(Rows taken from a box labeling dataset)
+---+

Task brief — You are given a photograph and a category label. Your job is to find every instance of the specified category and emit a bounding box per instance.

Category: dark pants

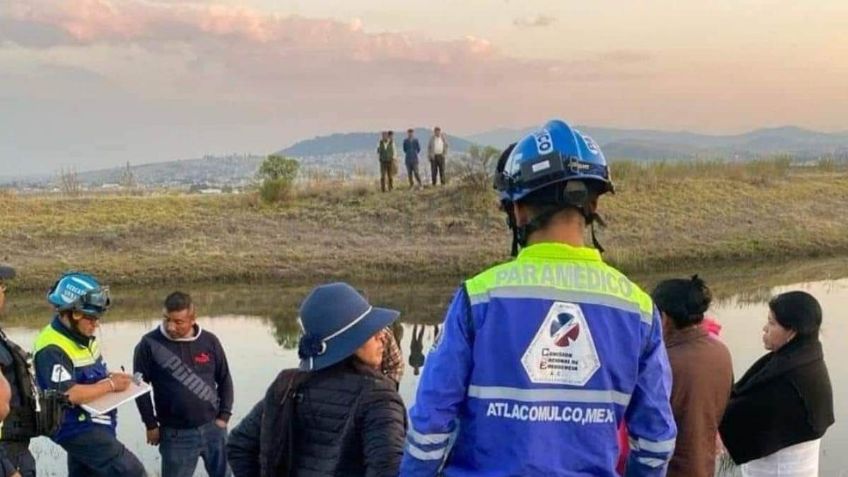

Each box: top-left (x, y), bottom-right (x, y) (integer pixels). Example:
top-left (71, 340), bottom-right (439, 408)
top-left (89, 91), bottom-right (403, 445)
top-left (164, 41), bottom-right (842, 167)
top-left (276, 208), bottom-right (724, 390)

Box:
top-left (430, 154), bottom-right (445, 185)
top-left (406, 157), bottom-right (421, 187)
top-left (59, 426), bottom-right (147, 477)
top-left (380, 161), bottom-right (394, 192)
top-left (159, 421), bottom-right (233, 477)
top-left (0, 441), bottom-right (35, 477)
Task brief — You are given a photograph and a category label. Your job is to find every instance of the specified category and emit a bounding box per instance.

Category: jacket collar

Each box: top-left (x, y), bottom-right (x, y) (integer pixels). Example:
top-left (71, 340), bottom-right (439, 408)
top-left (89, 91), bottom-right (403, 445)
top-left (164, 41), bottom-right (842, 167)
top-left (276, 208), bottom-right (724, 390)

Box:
top-left (734, 337), bottom-right (824, 393)
top-left (50, 315), bottom-right (94, 348)
top-left (518, 242), bottom-right (601, 262)
top-left (665, 324), bottom-right (709, 348)
top-left (158, 323), bottom-right (203, 343)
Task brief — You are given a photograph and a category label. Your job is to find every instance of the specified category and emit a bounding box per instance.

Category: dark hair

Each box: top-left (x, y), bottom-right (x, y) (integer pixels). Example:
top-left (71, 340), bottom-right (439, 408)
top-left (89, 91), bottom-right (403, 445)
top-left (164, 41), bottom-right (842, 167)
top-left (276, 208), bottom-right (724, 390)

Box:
top-left (651, 275), bottom-right (713, 328)
top-left (769, 291), bottom-right (822, 337)
top-left (165, 291), bottom-right (192, 313)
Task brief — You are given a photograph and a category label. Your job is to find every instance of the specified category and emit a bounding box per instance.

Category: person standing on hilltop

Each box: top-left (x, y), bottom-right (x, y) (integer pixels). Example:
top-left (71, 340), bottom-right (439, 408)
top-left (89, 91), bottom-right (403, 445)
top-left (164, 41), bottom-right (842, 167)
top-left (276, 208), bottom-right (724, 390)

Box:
top-left (400, 120), bottom-right (677, 477)
top-left (427, 126), bottom-right (448, 186)
top-left (403, 129), bottom-right (421, 189)
top-left (35, 272), bottom-right (146, 477)
top-left (133, 291), bottom-right (233, 477)
top-left (377, 131), bottom-right (395, 192)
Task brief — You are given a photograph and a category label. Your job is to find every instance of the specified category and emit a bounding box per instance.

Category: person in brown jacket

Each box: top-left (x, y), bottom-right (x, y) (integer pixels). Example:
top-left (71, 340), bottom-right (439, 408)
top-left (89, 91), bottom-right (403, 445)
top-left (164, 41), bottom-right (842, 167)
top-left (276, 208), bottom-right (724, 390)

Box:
top-left (651, 275), bottom-right (733, 477)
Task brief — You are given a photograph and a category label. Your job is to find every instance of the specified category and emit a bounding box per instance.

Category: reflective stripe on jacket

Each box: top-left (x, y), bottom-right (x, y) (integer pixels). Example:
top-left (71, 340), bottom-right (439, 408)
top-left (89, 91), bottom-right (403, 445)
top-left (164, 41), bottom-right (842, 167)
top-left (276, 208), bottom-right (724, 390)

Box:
top-left (33, 317), bottom-right (117, 442)
top-left (401, 244), bottom-right (676, 477)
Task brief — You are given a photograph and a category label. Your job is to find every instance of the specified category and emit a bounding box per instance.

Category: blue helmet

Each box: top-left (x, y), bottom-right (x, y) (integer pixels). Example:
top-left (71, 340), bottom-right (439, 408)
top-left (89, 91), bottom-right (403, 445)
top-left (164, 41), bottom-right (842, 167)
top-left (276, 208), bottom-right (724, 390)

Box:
top-left (495, 119), bottom-right (614, 202)
top-left (47, 272), bottom-right (112, 317)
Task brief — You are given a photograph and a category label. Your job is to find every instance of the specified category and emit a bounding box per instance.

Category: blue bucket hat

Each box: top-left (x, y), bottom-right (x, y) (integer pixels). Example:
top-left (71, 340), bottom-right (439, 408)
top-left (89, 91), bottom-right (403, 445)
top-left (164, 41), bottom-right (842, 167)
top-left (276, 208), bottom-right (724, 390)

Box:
top-left (297, 282), bottom-right (400, 371)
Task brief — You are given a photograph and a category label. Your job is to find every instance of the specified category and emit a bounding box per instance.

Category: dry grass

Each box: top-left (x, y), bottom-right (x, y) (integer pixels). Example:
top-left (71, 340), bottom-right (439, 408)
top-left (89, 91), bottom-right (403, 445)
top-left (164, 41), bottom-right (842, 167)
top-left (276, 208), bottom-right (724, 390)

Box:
top-left (0, 162), bottom-right (848, 289)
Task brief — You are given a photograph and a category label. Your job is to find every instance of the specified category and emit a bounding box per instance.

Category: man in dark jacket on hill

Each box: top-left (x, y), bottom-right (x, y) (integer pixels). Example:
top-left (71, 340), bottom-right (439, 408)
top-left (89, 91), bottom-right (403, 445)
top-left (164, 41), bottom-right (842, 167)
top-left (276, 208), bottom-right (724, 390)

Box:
top-left (133, 292), bottom-right (233, 477)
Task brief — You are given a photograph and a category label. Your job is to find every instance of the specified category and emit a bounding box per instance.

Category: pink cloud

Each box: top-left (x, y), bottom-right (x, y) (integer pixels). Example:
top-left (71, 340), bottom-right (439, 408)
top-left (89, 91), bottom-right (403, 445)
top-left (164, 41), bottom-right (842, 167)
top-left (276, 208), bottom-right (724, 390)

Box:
top-left (0, 0), bottom-right (494, 64)
top-left (0, 0), bottom-right (656, 134)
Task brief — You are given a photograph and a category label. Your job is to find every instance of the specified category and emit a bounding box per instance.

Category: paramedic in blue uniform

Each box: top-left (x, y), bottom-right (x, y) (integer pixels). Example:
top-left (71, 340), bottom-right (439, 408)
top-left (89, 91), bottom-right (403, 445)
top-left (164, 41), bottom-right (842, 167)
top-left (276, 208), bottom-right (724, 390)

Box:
top-left (401, 120), bottom-right (677, 477)
top-left (34, 272), bottom-right (146, 477)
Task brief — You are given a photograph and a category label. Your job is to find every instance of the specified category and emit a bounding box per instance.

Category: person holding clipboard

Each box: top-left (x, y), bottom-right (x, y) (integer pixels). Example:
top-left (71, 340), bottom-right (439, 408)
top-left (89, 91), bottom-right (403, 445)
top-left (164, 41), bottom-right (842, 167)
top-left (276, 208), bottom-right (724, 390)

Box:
top-left (34, 272), bottom-right (146, 477)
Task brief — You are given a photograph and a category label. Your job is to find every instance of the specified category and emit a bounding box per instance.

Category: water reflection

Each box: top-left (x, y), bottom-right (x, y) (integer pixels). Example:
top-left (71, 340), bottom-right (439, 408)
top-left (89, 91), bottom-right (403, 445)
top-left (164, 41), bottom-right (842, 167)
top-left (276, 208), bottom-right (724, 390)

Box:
top-left (3, 260), bottom-right (848, 476)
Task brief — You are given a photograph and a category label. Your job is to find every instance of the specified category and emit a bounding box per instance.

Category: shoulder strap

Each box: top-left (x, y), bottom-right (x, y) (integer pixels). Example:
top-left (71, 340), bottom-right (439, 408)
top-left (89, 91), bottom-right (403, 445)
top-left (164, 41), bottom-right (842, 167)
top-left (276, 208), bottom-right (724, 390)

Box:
top-left (259, 369), bottom-right (309, 477)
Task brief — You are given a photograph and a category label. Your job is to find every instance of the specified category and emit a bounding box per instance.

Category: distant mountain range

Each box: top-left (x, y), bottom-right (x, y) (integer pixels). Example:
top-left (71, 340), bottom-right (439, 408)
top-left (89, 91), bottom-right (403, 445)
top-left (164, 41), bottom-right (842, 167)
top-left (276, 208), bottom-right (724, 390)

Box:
top-left (277, 128), bottom-right (473, 157)
top-left (467, 126), bottom-right (848, 160)
top-left (0, 126), bottom-right (848, 187)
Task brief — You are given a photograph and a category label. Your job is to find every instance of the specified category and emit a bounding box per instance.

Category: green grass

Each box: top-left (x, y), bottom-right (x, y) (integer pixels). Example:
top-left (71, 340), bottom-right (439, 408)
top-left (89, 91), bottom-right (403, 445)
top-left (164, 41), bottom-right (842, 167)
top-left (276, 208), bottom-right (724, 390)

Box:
top-left (0, 160), bottom-right (848, 290)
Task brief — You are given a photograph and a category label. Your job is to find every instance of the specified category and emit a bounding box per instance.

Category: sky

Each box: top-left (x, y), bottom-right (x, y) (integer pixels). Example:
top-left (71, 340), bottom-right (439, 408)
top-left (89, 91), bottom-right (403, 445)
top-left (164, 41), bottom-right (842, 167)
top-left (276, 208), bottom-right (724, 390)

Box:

+---+

- **WHAT IS ASKED**:
Count how many lines in the listing above contain the string "grass", with case taken into account, and reply with the number alone.

- **SOLUTION TO THIS TASK**:
2